→ **Work order**: Retrieve every line from the records in which the word "whole" occurs.

Stored data below:

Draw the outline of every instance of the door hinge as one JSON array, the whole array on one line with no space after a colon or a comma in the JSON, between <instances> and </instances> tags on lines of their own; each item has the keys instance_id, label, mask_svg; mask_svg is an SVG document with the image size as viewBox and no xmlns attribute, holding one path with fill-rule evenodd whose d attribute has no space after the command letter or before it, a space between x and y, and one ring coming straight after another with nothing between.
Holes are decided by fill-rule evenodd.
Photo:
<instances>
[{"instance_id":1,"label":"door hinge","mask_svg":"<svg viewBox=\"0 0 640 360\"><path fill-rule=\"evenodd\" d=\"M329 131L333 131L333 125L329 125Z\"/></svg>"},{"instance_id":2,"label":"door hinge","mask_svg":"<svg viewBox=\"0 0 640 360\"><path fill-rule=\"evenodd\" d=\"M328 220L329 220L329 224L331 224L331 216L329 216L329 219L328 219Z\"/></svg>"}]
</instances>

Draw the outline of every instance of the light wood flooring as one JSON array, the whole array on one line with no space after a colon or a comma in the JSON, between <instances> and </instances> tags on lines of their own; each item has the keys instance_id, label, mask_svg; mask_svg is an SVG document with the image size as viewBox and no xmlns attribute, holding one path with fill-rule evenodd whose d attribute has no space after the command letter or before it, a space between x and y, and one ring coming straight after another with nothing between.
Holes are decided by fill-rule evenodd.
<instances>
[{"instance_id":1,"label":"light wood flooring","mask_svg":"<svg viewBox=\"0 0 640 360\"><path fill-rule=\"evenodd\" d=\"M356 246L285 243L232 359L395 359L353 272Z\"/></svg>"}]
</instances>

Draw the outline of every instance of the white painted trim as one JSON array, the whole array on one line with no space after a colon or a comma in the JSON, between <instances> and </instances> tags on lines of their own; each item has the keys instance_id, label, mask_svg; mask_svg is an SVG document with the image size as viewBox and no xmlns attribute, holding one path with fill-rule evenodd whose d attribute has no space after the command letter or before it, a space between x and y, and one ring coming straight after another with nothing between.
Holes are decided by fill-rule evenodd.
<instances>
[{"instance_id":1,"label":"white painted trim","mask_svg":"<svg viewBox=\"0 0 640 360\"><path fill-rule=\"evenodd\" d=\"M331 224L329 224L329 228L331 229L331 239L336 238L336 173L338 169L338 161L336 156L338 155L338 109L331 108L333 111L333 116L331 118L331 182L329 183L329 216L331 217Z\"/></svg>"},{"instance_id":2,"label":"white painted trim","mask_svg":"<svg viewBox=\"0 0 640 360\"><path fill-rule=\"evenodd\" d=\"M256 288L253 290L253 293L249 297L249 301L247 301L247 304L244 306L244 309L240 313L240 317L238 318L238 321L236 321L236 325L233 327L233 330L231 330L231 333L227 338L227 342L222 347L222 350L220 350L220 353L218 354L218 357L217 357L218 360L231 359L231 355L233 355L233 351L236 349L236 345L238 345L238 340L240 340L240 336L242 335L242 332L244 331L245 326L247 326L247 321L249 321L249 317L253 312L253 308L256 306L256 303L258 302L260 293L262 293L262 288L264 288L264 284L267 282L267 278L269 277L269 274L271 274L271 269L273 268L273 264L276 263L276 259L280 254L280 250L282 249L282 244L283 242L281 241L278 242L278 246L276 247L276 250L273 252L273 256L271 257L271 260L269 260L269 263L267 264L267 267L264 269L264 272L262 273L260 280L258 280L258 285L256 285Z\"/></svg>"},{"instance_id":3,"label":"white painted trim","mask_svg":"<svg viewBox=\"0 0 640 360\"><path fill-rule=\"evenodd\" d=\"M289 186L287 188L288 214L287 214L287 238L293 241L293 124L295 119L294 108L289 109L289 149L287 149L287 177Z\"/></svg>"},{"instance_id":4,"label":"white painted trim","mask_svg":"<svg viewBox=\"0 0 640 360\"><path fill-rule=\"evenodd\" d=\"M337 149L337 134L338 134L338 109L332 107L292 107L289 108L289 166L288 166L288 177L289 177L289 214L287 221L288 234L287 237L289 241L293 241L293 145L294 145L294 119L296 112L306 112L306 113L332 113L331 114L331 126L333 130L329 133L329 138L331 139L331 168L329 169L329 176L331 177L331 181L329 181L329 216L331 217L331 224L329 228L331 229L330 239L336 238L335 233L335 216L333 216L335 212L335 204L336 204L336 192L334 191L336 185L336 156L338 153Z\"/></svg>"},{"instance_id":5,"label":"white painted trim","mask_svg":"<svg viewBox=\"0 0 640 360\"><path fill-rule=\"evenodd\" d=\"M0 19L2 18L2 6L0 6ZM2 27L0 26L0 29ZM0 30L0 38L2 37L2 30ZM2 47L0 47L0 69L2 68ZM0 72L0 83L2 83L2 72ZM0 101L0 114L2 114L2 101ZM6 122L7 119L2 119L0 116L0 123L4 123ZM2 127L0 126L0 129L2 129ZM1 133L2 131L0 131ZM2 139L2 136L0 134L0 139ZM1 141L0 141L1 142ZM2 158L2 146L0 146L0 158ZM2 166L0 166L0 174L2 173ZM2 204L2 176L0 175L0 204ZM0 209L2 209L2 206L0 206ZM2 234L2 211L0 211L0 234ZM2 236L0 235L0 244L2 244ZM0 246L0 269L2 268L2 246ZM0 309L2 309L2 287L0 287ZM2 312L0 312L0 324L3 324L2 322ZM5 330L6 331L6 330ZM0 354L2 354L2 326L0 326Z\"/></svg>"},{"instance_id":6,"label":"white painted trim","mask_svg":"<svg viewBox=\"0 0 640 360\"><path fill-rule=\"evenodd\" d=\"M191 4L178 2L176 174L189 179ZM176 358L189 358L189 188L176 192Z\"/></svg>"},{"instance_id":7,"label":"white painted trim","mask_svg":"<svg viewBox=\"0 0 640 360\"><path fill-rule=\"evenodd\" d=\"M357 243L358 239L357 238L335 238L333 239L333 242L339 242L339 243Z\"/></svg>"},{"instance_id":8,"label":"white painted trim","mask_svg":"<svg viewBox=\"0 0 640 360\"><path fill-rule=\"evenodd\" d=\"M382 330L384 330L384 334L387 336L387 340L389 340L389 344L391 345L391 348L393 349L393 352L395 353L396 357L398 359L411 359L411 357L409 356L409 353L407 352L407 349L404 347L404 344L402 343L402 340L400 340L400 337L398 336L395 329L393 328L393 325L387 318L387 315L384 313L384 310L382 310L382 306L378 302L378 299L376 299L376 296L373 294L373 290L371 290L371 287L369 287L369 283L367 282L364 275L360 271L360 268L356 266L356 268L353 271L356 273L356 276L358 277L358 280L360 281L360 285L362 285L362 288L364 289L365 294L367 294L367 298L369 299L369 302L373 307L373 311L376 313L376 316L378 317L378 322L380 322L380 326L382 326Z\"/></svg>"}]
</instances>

End of Stored data.

→ **Answer below**:
Draw the outline of every instance of the door hinge as one JSON array, the whole array on one line with no space after a colon or a comma in the JSON, between <instances> and </instances> tags on lines of their own; each item has the keys instance_id, label, mask_svg; mask_svg is an SVG document with the image size as viewBox and no xmlns attribute, holding one path with fill-rule evenodd whose d attribute has no space after the command letter or before it, a space between x and y, and one ring coming straight after another with nothing between.
Draw the outline of every instance of the light wood flooring as one JSON array, the whole array on one line with no space after a colon or a comma in the JSON, between <instances> and </instances> tags on lines of their own; each item has the keys instance_id, label, mask_svg; mask_svg is an SVG document with the image size as viewBox and no xmlns attribute, holding one path with fill-rule evenodd whose d attribute has no space after the command letter or before it, a space between x and y, and one ring coming straight after another with nothing between.
Draw the outline of every instance of the white painted trim as one JSON array, the whole array on one line with no space after a colon or a comma in the JSON, between <instances> and </instances> tags on lines of their own; each item has the keys instance_id, label, mask_svg; mask_svg is an SVG document with the image size as viewBox and no xmlns attribute, holding one path with fill-rule evenodd whose d attribute has no space after the command letter or before it, a space between x and y, and one ring coming straight after another with nothing between.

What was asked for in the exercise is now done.